Provided passage START

Wayne Huizenga

Wayne Huizenga was born ‘Harry Wayne Huizenga’ on December 29, 1937 in Evergreen Park, Illinois. His family moved to Florida, while he was still in high school, where he attended Pine Crest School in Fort Lauderdale, graduating in 1955. The following year he moved back to Illinois and in 1956 he enrolled at Calvin College, a liberal arts college in Grand Rapids, Michigan. In September 1959, he enlisted in the Army reserve.

On September 10, 1960, he married Joyce VanderWagon, whom he met in his early school years in Evergreen Park, Illinois. Wayne and Joyce had two children, Wayne Jr. and Scott. They were divorced in 1966. In April 1972, Wayne married his second wife, Marti Goldsby.

After difficulty in finding work, he joined a family friend who owned a garbage collection company. Within two years, (1968) he bought his own truck and started his own garbage collection business. He would spend the early morning hours on his route picking up garbage from customers, and then spend the late afternoons canvassing neighborhoods, soliciting new business. His hard work and dedication eventually grew into his company, Waste Management Inc.

Starting from the one truck, he would buy up smaller competitors and eventually had a fleet of 40 trucks. Within four years of starting, he merged with a larger business in Chicago to form Waste Management Inc. In 1972 he took his company public and used the funding from the stock offering to acquire about 150 other garbage service companies, making it the largest waste disposal company in the United States.

Provided passage END
Entries supplied START

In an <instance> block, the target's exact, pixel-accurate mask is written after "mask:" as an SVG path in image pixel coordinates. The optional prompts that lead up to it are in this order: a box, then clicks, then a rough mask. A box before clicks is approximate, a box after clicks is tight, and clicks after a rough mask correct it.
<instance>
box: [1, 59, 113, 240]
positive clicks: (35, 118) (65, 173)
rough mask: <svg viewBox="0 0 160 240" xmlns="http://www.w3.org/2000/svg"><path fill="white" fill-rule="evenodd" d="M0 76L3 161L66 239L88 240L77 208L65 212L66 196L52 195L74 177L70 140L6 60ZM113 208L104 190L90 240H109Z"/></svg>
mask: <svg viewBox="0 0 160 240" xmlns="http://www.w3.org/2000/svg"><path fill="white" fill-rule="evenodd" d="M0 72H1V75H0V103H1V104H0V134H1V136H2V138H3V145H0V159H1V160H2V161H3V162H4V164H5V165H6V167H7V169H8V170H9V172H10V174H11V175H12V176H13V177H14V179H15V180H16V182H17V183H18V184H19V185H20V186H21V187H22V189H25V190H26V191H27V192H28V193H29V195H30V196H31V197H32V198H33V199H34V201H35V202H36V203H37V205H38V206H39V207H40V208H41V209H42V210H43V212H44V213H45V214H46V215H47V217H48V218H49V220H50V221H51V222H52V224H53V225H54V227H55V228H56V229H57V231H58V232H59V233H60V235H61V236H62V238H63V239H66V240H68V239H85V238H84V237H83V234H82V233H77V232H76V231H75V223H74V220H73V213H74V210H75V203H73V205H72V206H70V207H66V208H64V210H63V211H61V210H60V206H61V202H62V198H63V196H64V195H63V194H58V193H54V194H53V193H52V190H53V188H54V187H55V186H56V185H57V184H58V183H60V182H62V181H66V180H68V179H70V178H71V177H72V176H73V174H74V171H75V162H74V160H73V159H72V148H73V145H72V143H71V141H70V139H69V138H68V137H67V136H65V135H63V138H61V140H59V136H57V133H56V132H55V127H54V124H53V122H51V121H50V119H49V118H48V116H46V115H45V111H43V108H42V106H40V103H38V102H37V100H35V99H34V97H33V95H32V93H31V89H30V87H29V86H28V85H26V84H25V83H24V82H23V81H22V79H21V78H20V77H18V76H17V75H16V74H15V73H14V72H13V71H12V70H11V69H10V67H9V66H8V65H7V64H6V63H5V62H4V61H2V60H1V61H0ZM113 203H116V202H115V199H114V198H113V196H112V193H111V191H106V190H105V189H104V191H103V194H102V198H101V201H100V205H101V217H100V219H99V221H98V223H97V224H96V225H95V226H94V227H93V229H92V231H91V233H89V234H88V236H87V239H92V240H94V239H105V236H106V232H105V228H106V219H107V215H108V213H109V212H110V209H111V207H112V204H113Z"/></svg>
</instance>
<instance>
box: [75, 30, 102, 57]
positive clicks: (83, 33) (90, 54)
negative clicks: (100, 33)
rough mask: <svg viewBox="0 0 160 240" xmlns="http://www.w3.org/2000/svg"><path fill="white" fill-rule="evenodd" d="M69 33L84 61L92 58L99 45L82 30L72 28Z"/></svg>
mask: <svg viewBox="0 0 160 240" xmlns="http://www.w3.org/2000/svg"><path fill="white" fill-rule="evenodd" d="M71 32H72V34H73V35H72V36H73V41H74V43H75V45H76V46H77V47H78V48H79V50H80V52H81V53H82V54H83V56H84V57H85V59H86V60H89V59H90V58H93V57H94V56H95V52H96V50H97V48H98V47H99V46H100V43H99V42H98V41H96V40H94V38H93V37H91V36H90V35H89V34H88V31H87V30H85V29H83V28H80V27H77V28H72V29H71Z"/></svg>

Entries supplied END
Entries supplied START

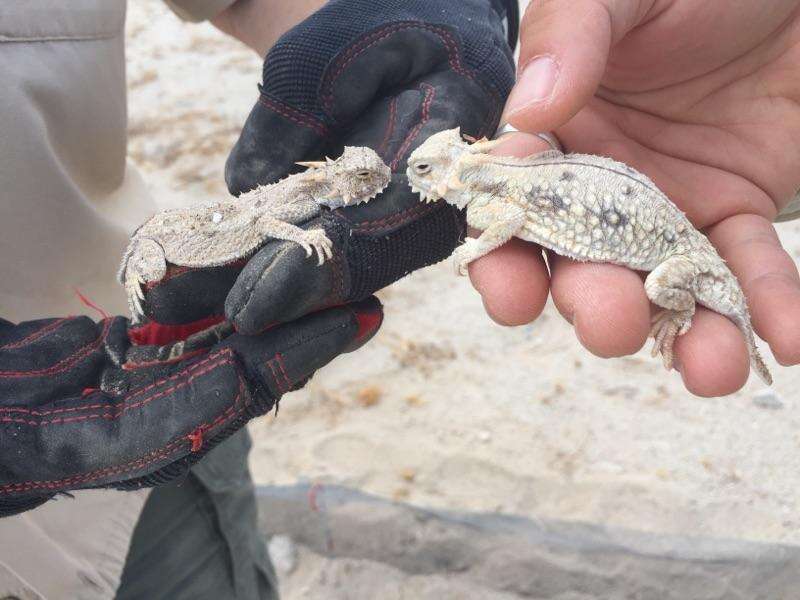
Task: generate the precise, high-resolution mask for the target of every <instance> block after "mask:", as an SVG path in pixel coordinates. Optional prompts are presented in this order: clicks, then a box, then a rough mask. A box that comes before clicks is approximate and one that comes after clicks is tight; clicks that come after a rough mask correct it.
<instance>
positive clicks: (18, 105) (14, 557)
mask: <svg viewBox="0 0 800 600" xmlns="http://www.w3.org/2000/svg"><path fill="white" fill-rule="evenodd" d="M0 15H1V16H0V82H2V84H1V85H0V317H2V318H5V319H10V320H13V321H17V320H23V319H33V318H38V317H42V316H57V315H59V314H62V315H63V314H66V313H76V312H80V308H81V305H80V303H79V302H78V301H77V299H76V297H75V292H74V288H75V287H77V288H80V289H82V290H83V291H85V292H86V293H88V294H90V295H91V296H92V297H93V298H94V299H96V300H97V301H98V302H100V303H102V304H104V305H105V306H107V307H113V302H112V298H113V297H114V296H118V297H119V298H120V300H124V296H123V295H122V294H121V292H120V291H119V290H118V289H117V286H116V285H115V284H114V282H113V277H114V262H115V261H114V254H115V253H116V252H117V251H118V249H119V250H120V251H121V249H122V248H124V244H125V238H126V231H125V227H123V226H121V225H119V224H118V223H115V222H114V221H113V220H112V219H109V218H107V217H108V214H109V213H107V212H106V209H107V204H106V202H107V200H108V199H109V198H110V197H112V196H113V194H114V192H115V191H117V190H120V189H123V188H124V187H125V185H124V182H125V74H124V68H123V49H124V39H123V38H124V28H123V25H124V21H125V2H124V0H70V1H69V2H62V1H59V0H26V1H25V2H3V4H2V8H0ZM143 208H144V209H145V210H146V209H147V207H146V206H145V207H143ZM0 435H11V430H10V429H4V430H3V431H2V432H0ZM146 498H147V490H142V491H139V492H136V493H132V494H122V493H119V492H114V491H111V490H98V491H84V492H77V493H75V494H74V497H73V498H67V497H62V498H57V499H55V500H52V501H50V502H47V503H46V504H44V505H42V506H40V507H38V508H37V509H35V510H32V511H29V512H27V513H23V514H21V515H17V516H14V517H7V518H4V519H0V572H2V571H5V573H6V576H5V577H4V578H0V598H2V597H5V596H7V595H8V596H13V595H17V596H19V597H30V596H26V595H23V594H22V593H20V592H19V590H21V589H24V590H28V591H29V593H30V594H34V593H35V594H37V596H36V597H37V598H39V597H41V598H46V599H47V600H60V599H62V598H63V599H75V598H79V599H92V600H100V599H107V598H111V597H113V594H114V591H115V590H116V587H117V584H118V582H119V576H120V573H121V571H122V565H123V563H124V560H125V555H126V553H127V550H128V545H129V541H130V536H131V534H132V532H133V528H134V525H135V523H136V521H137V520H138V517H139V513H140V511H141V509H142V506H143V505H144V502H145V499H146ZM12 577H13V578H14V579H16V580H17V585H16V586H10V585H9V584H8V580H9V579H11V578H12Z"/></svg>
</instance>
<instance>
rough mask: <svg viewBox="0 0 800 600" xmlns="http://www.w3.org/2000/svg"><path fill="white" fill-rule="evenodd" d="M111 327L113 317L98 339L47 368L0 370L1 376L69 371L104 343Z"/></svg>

Entries supplied END

Work instructions
- A) According to the Wayne Huizenga biography, how did Waste Management Inc. become the largest waste disposal company in the United States? Answer in one to three sentences.
- B) Extend the Wayne Huizenga biography, picking up after its last sentence.
The stored items have no connection to the Wayne Huizenga biography.

Outputs by task
- A) In 1972 he took the company public. He then used the money from the stock offering to buy about 150 other garbage service companies.

- B)
Having successfully turned a one-truck business into a multimillion-dollar enterprise in less than a decade, Wayne partnered with two others in 1987 to do the same with an already established business known as Blockbuster Video. By 1989, Blockbuster had 19 stores and was doing about $7 million when Wayne and his partners took it public that year. Within five years, it had grown to more than 3,700 stores in 11 countries and more than $4 Billion in global sales. In 1994, Wayne and his partners sold Blockbuster to Viacom for $8.4 billion in stock.

Wayne continued this momentum with several other companies, developing AutoNation, a national car dealership chain with 370 dealerships across the USA, then Extended Stay America, a discount hotel chain, which grew to 62 properties in the first year and nearly 500 by the time he sold it in 2004. He even went back to his roots and started another waste management company called Republic Services, which eventually merged with Waste Management, Inc to create the largest waste management company in the USA.

Along the way, Wayne has earned the respect of the business community by receiving several awards. In 1992, he received the Horatio Alger Award, given to honor Americans who have overcome adversity to achieve great success. Additionally, he was named Financial World Magazine’s “CEO of the Year” 5 times, and was named Ernst & Young’s 2004 U.S. Entrepreneur of the Year and 2005 World Entrepreneur of the Year.